In the lines between the one holding "of the sunlit" and the one holding "of the round", inclusive, please replace "asphalt road" with "paved road" and change nothing else. Give back only those lines, without the pictures.

start Data lines

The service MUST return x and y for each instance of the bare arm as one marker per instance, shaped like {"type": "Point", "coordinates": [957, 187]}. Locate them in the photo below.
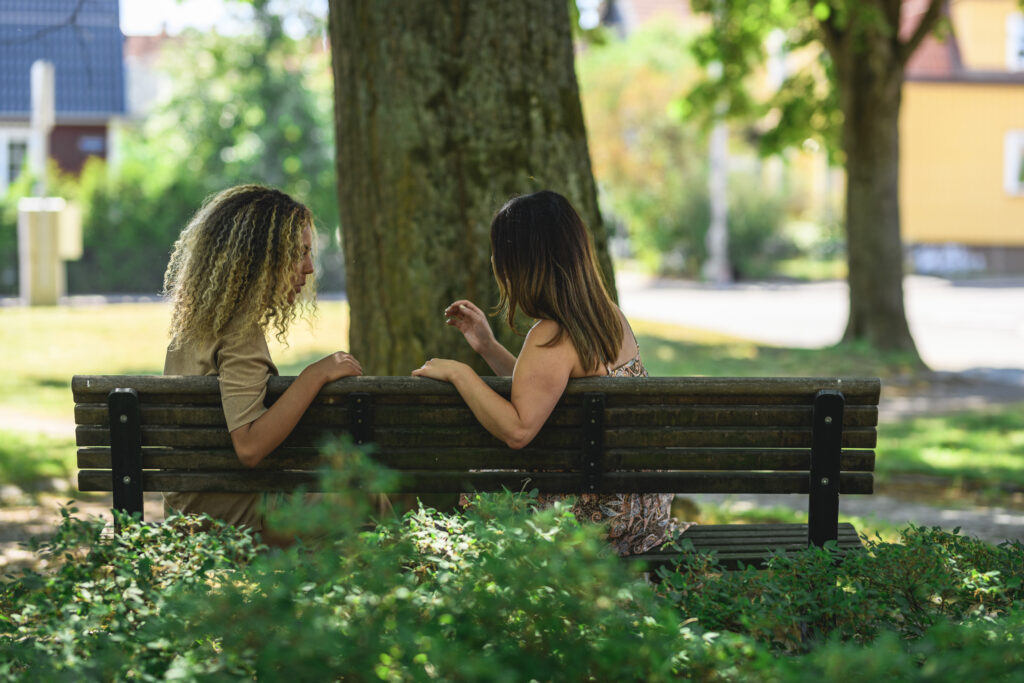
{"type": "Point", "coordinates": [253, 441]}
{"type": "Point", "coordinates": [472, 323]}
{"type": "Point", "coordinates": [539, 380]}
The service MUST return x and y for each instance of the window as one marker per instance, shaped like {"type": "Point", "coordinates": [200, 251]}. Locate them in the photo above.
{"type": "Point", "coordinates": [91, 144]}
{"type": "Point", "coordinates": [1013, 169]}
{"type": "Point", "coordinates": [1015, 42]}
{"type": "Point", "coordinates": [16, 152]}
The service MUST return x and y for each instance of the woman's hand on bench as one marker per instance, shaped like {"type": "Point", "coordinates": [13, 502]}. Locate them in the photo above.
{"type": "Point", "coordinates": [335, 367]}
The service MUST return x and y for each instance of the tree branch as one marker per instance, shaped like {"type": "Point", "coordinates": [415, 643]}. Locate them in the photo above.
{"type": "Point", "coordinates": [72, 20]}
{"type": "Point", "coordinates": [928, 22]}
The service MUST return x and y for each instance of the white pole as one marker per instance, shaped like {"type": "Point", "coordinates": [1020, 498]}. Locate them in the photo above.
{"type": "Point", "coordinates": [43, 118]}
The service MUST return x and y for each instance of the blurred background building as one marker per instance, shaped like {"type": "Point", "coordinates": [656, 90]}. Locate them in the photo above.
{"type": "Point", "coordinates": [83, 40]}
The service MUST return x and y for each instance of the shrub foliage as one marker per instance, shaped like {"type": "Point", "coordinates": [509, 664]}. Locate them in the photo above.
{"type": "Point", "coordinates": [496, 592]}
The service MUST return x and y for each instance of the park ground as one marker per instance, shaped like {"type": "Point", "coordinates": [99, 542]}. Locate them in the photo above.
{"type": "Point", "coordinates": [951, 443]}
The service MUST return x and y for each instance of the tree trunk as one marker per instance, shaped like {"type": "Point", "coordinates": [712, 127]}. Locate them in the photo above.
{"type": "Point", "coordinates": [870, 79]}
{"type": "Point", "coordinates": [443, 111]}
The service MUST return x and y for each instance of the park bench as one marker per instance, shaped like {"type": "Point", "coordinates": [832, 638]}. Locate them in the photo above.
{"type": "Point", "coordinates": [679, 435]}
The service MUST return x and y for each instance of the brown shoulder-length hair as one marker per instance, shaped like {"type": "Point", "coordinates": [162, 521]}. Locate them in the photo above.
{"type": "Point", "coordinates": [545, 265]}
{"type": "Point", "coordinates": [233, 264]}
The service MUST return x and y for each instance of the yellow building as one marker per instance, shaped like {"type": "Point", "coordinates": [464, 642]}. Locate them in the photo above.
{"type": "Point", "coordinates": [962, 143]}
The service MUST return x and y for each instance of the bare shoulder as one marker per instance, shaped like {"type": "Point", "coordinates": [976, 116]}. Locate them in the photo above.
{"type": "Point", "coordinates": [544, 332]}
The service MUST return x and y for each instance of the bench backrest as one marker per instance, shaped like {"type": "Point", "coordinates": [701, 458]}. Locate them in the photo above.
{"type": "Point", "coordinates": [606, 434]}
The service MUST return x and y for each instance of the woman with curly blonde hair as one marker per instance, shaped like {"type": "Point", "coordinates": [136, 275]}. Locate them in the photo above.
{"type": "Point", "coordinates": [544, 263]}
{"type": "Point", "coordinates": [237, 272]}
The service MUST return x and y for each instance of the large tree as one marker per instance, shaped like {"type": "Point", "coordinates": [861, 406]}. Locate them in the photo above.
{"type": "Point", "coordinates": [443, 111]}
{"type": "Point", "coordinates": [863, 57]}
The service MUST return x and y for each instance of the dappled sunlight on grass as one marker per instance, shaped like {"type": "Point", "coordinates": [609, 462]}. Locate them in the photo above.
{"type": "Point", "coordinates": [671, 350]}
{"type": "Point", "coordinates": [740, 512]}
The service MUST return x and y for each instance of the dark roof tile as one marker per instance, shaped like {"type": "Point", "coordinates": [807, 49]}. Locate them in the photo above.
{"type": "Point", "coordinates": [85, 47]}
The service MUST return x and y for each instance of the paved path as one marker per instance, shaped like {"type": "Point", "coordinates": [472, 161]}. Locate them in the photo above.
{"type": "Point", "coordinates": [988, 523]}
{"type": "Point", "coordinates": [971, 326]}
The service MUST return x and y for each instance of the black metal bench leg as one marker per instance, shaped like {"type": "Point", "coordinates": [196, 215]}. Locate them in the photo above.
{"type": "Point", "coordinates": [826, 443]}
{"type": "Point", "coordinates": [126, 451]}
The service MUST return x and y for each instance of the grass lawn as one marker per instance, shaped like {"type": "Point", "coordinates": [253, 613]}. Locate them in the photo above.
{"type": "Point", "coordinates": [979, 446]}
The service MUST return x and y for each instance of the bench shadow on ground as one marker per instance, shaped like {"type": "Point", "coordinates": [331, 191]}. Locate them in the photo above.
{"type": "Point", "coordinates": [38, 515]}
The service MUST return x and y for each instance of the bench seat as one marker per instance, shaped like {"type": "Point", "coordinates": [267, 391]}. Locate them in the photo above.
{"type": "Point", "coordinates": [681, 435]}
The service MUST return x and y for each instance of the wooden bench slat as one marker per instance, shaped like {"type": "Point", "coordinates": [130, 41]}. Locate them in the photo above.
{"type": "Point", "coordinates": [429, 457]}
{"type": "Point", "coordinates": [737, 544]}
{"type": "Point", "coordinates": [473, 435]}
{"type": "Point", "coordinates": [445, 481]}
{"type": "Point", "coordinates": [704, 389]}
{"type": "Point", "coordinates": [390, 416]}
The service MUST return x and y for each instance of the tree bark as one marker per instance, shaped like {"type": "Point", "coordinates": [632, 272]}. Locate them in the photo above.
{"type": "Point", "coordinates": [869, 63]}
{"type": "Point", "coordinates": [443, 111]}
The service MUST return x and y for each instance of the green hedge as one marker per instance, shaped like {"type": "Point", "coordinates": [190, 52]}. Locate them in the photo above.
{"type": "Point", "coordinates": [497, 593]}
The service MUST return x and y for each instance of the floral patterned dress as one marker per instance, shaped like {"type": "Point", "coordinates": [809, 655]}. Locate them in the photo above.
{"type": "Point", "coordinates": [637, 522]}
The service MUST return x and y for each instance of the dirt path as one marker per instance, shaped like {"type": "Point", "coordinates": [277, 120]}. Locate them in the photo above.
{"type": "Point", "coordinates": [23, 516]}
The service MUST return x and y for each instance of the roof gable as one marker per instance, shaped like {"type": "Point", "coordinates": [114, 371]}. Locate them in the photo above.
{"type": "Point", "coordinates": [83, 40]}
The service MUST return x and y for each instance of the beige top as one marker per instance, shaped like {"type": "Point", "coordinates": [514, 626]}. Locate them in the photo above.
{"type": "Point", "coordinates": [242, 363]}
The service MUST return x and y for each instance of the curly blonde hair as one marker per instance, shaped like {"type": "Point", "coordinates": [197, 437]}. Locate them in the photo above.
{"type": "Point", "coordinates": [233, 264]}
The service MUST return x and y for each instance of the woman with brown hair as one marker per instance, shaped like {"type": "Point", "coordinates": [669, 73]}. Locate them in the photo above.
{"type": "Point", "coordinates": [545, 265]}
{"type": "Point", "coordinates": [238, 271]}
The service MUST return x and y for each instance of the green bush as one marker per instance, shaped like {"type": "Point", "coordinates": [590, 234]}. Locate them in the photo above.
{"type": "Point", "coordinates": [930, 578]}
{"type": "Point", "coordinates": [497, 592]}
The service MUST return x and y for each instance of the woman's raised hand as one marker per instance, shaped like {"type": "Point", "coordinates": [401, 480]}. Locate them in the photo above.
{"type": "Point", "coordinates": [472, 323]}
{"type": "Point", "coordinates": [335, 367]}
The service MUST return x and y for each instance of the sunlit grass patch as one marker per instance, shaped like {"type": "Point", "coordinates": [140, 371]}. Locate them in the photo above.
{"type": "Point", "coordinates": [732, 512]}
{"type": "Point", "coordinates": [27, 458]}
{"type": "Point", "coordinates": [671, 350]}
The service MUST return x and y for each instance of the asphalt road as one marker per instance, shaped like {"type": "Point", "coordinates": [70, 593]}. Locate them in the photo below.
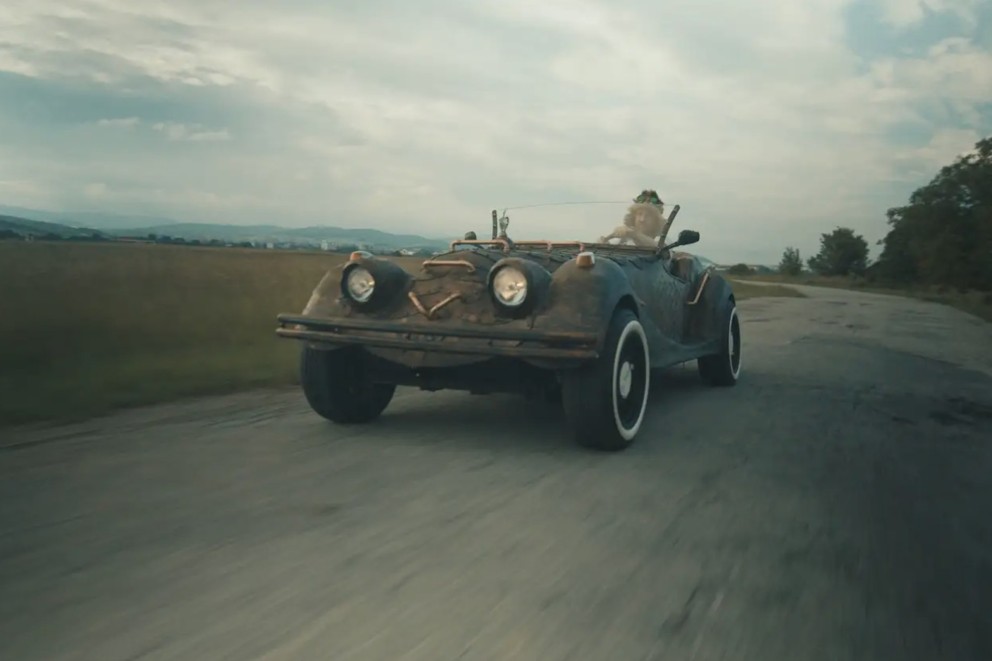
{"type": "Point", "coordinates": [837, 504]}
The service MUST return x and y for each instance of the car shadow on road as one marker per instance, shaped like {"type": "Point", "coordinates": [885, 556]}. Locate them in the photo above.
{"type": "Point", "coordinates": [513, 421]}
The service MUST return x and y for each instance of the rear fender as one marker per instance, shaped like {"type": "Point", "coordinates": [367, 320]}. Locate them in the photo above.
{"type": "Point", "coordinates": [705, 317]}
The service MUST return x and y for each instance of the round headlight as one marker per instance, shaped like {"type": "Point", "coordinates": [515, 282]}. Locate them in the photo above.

end Data lines
start Data lines

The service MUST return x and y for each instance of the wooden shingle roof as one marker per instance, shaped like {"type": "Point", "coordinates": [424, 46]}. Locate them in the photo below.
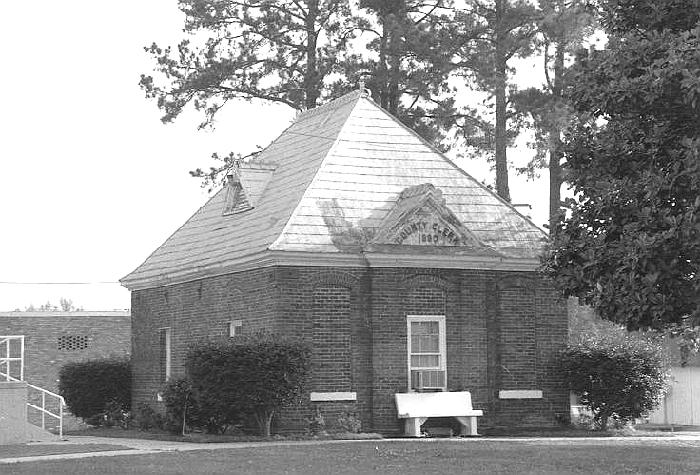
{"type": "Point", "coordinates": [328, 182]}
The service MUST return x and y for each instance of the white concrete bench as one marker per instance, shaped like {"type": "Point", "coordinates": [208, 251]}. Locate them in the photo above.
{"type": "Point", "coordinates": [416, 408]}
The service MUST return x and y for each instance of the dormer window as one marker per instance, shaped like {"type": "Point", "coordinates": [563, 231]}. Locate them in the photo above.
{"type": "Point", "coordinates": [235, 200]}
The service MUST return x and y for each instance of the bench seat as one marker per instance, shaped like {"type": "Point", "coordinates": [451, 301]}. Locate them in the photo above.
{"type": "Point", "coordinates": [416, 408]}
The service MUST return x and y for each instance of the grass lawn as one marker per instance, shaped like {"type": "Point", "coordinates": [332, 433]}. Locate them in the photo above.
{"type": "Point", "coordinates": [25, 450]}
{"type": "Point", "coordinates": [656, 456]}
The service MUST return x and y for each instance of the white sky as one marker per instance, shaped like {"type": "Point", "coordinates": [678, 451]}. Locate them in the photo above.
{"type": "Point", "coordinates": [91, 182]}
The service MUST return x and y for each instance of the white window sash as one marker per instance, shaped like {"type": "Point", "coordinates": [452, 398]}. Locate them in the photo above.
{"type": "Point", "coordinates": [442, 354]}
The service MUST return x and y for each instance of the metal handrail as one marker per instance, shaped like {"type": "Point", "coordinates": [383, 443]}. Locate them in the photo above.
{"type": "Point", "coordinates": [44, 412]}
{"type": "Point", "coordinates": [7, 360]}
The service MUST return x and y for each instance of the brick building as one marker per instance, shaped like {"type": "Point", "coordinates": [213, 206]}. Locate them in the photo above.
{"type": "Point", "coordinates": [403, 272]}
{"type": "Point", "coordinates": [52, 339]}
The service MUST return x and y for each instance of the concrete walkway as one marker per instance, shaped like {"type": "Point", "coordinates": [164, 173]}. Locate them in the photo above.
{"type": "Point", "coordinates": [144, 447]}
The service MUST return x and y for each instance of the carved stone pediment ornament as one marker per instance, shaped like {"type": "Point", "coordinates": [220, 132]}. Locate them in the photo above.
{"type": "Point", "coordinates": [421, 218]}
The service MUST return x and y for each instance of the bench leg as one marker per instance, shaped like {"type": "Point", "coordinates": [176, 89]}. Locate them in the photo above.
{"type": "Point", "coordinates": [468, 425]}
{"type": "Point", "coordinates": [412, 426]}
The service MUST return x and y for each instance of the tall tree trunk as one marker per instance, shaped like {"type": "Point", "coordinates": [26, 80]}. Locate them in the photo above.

end Data lines

> Output below
The service MUST return x and y for each instance of the sunlit grass patch as one marker per instance, shaped like {"type": "Point", "coordinates": [140, 371]}. Locate them in the photo above.
{"type": "Point", "coordinates": [732, 512]}
{"type": "Point", "coordinates": [27, 458]}
{"type": "Point", "coordinates": [671, 350]}
The service MUST return x and y for each instance of the paved road as one marker per instance, shaped like {"type": "Point", "coordinates": [70, 593]}. Locate them in the photo below.
{"type": "Point", "coordinates": [837, 504]}
The service MUST return x and y for each instance of the car shadow on road as one marker per instance, shaped like {"type": "Point", "coordinates": [885, 556]}. Locate them in the photo above.
{"type": "Point", "coordinates": [513, 421]}
The service MUST return x and y for each instance of the rear fender as one marker per instance, shaped like {"type": "Point", "coordinates": [367, 320]}. Locate them in the photo above.
{"type": "Point", "coordinates": [705, 317]}
The service MUST return x and y for each instance of the round headlight as one marker per instance, shaped like {"type": "Point", "coordinates": [515, 282]}. Locate them in the photo above.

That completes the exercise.